* **Your task**:
In the abstract below on CT use in emergency departments, what percentage of ED encounters involved CT in 2007?
-- Document section follows --
Study objective: The role of computed tomography (CT) in acute illnesses has increased substantially in recent years; however, little is known about how CT use in the emergency department (ED) has changed over time.
Methods: A retrospective study was performed with the 1996 to 2007 National Hospital Ambulatory Medical Care Survey, a large nationwide survey of ED services. We assessed changes during this period in CT use during an ED visit, CT use for specific ED presenting complaints, and disposition after CT use. Main outcomes were presented as adjusted risk ratios (RRs).
Results: Data from 368,680 patient visits during the 12-year period yielded results for an estimated 1.29 billion weighted ED encounters, among which an estimated 97.1 million (7.5%) patients received at least one CT. Overall, CT use during ED visits increased 330%, from 3.2% of encounters (95% confidence interval [CI] 2.9% to 3.6%) in 1996 to 13.9% (95% CI 12.8% to 14.9%) in 2007. Among the 20 most common complaints presenting to the ED, there was universal increase in CT use. Rates of growth were highest for abdominal pain (adjusted RR comparing 2007 to 1996=9.97; 95% CI 7.47 to 12.02), flank pain (adjusted RR 9.24; 95% CI 6.22 to 11.51), chest pain (adjusted RR 5.54; 95% CI 3.75 to 7.53), and shortness of breath (adjusted RR 5.28; 95% CI 2.76 to 8.34). In multivariable modeling, the likelihood of admission or transfer after a CT scan decreased over the years but has leveled off more recently (adjusted RR comparing admission or transfer after CT in 2007 to 1996=0.42; 95% CI 0.32 to 0.55).
-- Document section concluded --
-- Source information follows --
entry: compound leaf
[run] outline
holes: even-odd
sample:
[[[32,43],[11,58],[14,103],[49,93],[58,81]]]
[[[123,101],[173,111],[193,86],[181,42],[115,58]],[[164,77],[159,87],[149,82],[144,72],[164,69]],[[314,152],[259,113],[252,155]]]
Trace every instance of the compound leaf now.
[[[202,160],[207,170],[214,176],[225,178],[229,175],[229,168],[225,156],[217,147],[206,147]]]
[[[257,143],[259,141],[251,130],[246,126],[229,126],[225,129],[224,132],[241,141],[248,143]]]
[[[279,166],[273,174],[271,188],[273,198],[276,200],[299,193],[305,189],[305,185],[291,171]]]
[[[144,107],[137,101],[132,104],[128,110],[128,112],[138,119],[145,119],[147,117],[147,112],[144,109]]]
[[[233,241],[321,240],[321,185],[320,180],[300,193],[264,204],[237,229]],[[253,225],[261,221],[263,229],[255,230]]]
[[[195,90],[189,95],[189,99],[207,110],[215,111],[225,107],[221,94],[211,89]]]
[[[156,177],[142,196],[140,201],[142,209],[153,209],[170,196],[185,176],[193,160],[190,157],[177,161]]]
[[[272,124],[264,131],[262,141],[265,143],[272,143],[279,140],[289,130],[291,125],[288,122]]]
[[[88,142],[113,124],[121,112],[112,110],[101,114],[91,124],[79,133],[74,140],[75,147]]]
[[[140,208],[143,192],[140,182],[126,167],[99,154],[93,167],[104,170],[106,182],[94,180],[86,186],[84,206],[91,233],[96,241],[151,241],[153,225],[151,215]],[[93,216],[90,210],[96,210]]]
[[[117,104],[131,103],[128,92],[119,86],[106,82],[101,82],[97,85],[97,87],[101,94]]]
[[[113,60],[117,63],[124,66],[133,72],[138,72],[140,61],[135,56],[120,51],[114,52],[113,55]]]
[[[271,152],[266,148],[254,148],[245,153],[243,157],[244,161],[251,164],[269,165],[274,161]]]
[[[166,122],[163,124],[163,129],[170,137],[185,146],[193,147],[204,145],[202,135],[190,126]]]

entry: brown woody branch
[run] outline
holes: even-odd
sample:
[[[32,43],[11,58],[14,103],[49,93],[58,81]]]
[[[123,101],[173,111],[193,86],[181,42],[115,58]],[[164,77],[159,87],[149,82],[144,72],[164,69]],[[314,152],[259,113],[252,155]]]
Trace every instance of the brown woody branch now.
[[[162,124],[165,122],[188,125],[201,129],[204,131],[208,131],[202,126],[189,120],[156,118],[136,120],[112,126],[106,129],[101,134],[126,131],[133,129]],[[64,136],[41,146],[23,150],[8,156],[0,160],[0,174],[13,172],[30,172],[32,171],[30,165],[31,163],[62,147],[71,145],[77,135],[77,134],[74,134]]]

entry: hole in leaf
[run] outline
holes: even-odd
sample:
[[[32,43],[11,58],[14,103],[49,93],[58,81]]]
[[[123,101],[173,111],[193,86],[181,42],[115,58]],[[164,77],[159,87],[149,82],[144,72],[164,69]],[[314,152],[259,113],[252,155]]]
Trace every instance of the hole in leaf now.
-- Source information concluded --
* **Exercise output**:
13.9% (95% CI 12.8% to 14.9%)